Lecture 8 Prediction in Simple Linear Regression

In class version

This lecture will cover prediction for (Simple) Linear Regression.

8.1 Prediction from Regression Models

Simple linear regression models can be used to predict the response at any given value of the predictor.

Nonetheless, we should beware predicting far beyond the range of the data.

Point predictions should be accompanied by corresponding prediction intervals, providing a range of plausible values.

8.2 The Basics of Prediction

Suppose that we want to predict the response when the predictor x takes the specific value x0, a value not necessarily seen in the observed data. N.B. The use of the zero in the subscript relates to the specific observation; you might ignore it for clarity.

We denote the prediction by \(\hat{y_0}\), called “y hat”. The subscript links this prediction to the specific x value denoted x0. If we were doing this prediction for the observed data, we could use the subscript i in these expressions.

Our model for the corresponding response, y0, is

\[Y_0 = \mu_0 + \varepsilon_0\] where \[\mu_0 = \beta_0 + \beta_1 x_0\]

It is natural to estimate \(\mu_0\) by

\[\hat \mu_0 = \hat \beta_0 + \hat \beta_1 x_0\]

We have no information about \(\varepsilon_0\) so it is estimated by its expected value. i.e. we define \(\hat \varepsilon_0 = 0\) as the estimate of \(\varepsilon_0\).

Then \[\begin{aligned} \hat y_0 &=& \hat \mu_0 + \hat \varepsilon_0\\ &=& \hat \beta_0 + \hat \beta_1 x_0\end{aligned}\]

This should be fairly intuitive — we just read prediction from fitted regression line.

8.3 Prediction Versus Estimation of Mean Response

The prediction was \(\hat y_0 = \hat \mu_0\)

But \(\hat \mu_0\) is also the natural estimate of \(\mu_0 = E[Y_0]\).

Hence prediction is the same as the estimate of the mean response.

However, differences arise if we want to construct corresponding interval estimates.

8.4 Confidence Interval for the Mean Response

The standard deviation of the sampling distribution of \(\hat \mu_0\) is

\[\sigma_{\hat\mu_0} = \sigma \sqrt{ \frac1n + \frac{ (x_0 - \bar x)^2} {s_{xx}} }\]

The standard error for \(\hat \mu_0\) is

\[SE(\hat \mu_0) = s \sqrt{ \frac1n + \frac{(x_0 - \bar x)^2} {s_{xx}} } \; .\]

It can be shown that the sampling distribution of \(\hat \mu_0\) is defined by

\[\frac{ \hat \mu_0 - \mu_0 }{SE(\hat \mu_0)} \sim t(n-2)\]

Hence a \(100(1-\alpha)\%\) confidence interval for \(\mu_0\) is given by

\[\left ( \hat \mu_0 - t_{\alpha/2} SE(\hat \mu_0), \; \hat \mu_0 + t_{\alpha/2} SE(\hat \mu_0) \right )\]

where \(t_{\alpha/2}\) is a critical value from the t distribution with df=n-2.

(Rows from a box labeling dataset)

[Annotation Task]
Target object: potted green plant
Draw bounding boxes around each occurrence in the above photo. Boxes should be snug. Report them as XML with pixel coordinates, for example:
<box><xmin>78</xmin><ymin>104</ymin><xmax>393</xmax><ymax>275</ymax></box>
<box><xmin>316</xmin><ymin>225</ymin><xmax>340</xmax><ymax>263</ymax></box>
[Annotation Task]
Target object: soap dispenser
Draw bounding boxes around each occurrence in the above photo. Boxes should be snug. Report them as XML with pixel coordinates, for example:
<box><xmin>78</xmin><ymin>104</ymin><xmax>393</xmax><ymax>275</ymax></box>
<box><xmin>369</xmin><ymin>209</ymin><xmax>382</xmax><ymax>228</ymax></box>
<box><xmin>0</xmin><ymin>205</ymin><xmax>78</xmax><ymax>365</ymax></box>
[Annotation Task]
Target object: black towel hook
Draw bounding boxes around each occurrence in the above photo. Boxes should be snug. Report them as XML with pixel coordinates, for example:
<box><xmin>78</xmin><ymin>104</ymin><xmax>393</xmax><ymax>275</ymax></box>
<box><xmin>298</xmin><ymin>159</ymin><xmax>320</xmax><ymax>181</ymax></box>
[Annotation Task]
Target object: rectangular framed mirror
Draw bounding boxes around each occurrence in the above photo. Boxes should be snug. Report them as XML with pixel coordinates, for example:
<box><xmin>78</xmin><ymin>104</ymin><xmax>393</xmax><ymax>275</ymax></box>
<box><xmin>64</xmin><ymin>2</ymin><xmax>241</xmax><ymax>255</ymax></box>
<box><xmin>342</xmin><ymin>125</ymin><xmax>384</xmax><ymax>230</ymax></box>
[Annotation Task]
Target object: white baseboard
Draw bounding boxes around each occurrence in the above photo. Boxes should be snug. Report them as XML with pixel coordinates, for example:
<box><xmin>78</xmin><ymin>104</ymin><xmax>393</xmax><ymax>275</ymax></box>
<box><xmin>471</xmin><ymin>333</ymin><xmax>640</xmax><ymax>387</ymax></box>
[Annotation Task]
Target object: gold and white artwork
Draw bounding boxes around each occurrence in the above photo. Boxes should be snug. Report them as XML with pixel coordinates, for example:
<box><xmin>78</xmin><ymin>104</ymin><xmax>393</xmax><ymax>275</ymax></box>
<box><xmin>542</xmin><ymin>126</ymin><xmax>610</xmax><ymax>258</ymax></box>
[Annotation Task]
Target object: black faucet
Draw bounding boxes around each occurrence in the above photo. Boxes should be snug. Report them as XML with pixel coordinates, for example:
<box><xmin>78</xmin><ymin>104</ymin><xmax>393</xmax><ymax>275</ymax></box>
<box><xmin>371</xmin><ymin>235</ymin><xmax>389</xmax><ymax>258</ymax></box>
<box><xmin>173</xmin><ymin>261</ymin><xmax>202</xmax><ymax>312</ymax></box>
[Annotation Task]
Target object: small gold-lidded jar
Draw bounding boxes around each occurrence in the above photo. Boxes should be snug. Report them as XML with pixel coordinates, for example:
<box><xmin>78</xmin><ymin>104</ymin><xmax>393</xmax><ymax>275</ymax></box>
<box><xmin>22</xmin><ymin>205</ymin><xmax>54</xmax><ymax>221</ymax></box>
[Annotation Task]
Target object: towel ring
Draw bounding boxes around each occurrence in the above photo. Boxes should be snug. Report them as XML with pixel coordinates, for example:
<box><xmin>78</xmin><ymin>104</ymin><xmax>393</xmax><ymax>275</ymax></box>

• Objectives:
1 > List the numbered section headings in the regression lecture, each with its number.
2 > Show every line of the listing that contains the word "towel". Case counts.
The regression lecture and the listing come from unrelated sources.

• Results:
1 >
8.1 Prediction from Regression Models
8.2 The Basics of Prediction
8.3 Prediction Versus Estimation of Mean Response
8.4 Confidence Interval for the Mean Response

2 >
Target object: black towel hook
Target object: towel ring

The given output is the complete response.